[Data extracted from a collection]
>> Start
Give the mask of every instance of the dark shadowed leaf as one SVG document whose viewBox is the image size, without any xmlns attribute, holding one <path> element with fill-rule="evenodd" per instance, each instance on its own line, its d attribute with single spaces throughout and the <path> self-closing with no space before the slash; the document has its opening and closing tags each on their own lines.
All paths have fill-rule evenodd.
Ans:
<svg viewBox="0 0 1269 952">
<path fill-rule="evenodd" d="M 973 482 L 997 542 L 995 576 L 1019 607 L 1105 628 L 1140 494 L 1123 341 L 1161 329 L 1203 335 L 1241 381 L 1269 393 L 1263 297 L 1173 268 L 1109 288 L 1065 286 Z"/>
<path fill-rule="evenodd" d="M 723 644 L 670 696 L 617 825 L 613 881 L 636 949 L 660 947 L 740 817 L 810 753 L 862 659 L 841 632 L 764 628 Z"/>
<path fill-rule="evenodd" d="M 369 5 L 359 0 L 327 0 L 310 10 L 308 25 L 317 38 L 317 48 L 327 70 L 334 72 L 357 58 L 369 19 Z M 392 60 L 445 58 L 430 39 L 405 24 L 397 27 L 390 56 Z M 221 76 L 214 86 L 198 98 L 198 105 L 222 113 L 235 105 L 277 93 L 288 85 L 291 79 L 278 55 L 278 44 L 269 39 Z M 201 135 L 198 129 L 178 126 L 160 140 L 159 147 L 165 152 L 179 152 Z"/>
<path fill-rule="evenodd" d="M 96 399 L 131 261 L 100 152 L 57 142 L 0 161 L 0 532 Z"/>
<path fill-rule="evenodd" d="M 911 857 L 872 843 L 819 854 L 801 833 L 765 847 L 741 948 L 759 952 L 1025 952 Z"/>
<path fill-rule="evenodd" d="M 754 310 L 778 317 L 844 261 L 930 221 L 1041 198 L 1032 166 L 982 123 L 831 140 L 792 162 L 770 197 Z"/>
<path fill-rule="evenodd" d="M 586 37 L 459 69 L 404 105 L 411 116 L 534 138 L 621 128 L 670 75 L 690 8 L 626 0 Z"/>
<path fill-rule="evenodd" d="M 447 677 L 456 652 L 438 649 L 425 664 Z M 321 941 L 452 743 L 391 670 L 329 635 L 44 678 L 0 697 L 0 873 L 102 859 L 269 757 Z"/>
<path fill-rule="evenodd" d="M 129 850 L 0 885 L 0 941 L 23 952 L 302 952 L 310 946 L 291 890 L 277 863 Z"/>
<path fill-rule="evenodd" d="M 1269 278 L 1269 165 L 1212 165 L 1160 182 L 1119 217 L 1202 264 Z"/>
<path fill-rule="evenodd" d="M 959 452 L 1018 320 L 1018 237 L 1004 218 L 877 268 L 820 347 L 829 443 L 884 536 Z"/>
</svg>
>> End
AIM: Reproduce every line of the listing above without any change.

RESULT OF THIS EXERCISE:
Give the mask of every instance of the dark shadowed leaf as one SVG document whose viewBox is the image size, without any xmlns attribute, holding one <path> element with fill-rule="evenodd" per instance, each instance on its own line, its d attribute with single spaces throughout and the <path> self-closing with no space before the slash; the document has its opening and closing tags each on their own lines.
All paths have fill-rule evenodd.
Ans:
<svg viewBox="0 0 1269 952">
<path fill-rule="evenodd" d="M 973 482 L 997 542 L 995 576 L 1019 607 L 1105 628 L 1140 494 L 1123 341 L 1161 329 L 1203 335 L 1241 381 L 1269 393 L 1263 297 L 1173 268 L 1109 288 L 1065 286 Z"/>
<path fill-rule="evenodd" d="M 723 644 L 670 696 L 617 825 L 613 881 L 636 949 L 660 947 L 740 817 L 810 753 L 862 659 L 841 632 L 764 628 Z"/>
<path fill-rule="evenodd" d="M 369 5 L 359 0 L 327 0 L 310 10 L 308 25 L 317 38 L 317 48 L 327 70 L 334 72 L 357 58 L 369 19 Z M 392 60 L 445 58 L 430 39 L 405 24 L 397 27 L 390 56 Z M 221 76 L 214 86 L 198 98 L 198 105 L 222 113 L 235 105 L 277 93 L 288 85 L 291 79 L 278 55 L 278 44 L 269 39 Z M 201 135 L 198 129 L 178 126 L 160 140 L 159 147 L 165 152 L 179 152 Z"/>
<path fill-rule="evenodd" d="M 96 399 L 131 261 L 100 152 L 57 142 L 0 161 L 0 532 Z"/>
<path fill-rule="evenodd" d="M 911 857 L 872 843 L 819 854 L 801 833 L 765 847 L 741 948 L 759 952 L 1025 952 Z"/>
<path fill-rule="evenodd" d="M 754 310 L 778 317 L 844 261 L 930 221 L 1041 198 L 1032 166 L 982 123 L 831 140 L 792 162 L 770 197 Z"/>
<path fill-rule="evenodd" d="M 586 37 L 459 69 L 404 105 L 411 116 L 534 138 L 621 128 L 670 75 L 690 8 L 626 0 Z"/>
<path fill-rule="evenodd" d="M 447 677 L 456 652 L 438 649 L 425 664 Z M 321 941 L 452 743 L 391 670 L 329 635 L 44 678 L 0 697 L 0 873 L 102 859 L 269 757 Z"/>
<path fill-rule="evenodd" d="M 129 850 L 0 885 L 0 941 L 23 952 L 302 952 L 310 946 L 291 890 L 277 863 Z"/>
<path fill-rule="evenodd" d="M 1269 278 L 1269 165 L 1212 165 L 1160 182 L 1119 217 L 1202 264 Z"/>
<path fill-rule="evenodd" d="M 959 452 L 1018 320 L 1018 237 L 1004 218 L 877 268 L 820 347 L 829 443 L 884 536 Z"/>
</svg>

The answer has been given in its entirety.